## Passage
►
This section provides guidelines, examples, and required changes for API calls affected by the new multi-task format feature.

Create

To create a single-task format job through the Create a new job operation (POST /jobs/create) in the Jobs API, you do not need to change existing clients.

To create a multi-task format job, use the tasks field in JobSettings to specify settings for each task. The following example creates a job with two notebook tasks. This example is for API 2.0 and 2.1:

Note

A maximum of 100 tasks can be specified per job.

{
  "name": "Multi-task-job",
  "max_concurrent_runs": 1,
  "tasks": [
    {
      "task_key": "clean_data",
      "description": "Clean and prepare the data",
      "notebook_task": {
        "notebook_path": "/Users/user@databricks.com/clean-data"
      },
      "existing_cluster_id": "1201-my-cluster",
      "timeout_seconds": 3600,
      "max_retries": 3,
      "retry_on_timeout": true
    },
    {
      "task_key": "analyze_data",
      "description": "Perform an analysis of the data",
      "notebook_task": {
        "notebook_path": "/Users/user@databricks.com/analyze-data"
      },
      "depends_on": [
        {
          "task_key": "clean_data"
        }
      ],
      "existing_cluster_id": "1201-my-cluster",
      "timeout_seconds": 3600,
      "max_retries": 3,
      "retry_on_timeout": true
    }
  ]
}

Runs submit

To submit a one-time run of a single-task format job with the Create and trigger a one-time run operation (POST /runs/submit) in the Jobs API, you do not need to change existing clients.

To submit a one-time run of a multi-task format job, use the tasks field in JobSettings to specify settings for each task, including clusters. Clusters must be set at the task level when submitting a multi-task format job because the runs submit request does not support shared job clusters. See Create for an example JobSettings specifying multiple tasks.
◄
## Supplied material
►
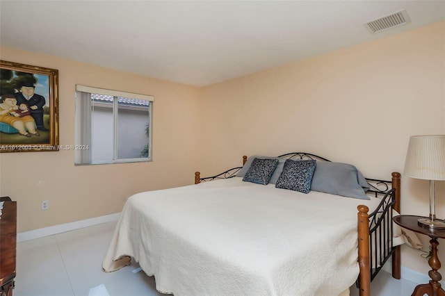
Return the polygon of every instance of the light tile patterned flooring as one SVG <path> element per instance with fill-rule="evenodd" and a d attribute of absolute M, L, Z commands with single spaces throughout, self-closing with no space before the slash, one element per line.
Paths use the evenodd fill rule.
<path fill-rule="evenodd" d="M 106 273 L 102 261 L 116 222 L 104 223 L 17 244 L 14 296 L 87 296 L 104 284 L 110 296 L 159 296 L 153 277 L 133 263 Z M 398 281 L 380 272 L 371 284 L 372 296 L 405 296 L 416 283 Z M 358 296 L 355 287 L 351 296 Z M 198 296 L 198 295 L 196 295 Z"/>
◄
## Exercise directions
Extend the Jobs API guide on multi-task format jobs, picking up right after its final sentence.

## Response
Update

To update a single-task format job with the Partially update a job operation (POST /jobs/update) in the Jobs API, you do not need to change existing clients.

To update the settings of a multi-task format job, you must use the unique task_key field to identify new task settings. See Create for an example JobSettings specifying multiple tasks.

Reset

To overwrite the settings of a single-task format job with the Overwrite all settings for a job operation (POST /jobs/reset) in the Jobs API, you do not need to change existing clients.

To overwrite the settings of a multi-task format job, specify a JobSettings data structure with an array of TaskSettings data structures. See Create for an example JobSettings specifying multiple tasks.

Use Update to change individual fields without switching from single-task to multi-task format.

List

For single-task format jobs, no client changes are required to process the response from the List all jobs operation (GET /jobs/list) in the Jobs API.

For multi-task format jobs, most settings are defined at the task level and not the job level. Cluster configuration may be set at the task or job level. To modify clients to access cluster or task settings for a multi-task format job returned in the Job structure:

Parse the job_id field for the multi-task format job.
Pass the job_id to the Get a job operation (GET /jobs/get) in the Jobs API to retrieve job details. See Get for an example response from the Get API call for a multi-task format job.

The following example shows a response containing single-task and multi-task format jobs. This example is for API 2.0:

{
  "jobs": [
    {
      "job_id": 36,
      "settings": {
        "name": "A job with a single task",
        "existing_cluster_id": "1201-my-cluster",
        "email_notifications": {},
        "timeout_seconds": 0,
        "notebook_task": {
          "notebook_path": "/Users/user@databricks.com/example-notebook",
          "revision_timestamp": 0
        },
        "max_concurrent_runs": 1,
        "format": "SINGLE_TASK"
      },
      "created_time": 1505427148390,
      "creator_user_name": "user@databricks.com"
    },
    {
      "job_id": 53,
      "settings": {
        "name": "A job with multiple tasks",
        "email_notifications": {},
        "timeout_seconds": 0,
        "max_concurrent_runs": 1,
        "format": "MULTI_TASK"
      },
      "created_time": 1625841911296,
      "creator_user_name": "user@databricks.com"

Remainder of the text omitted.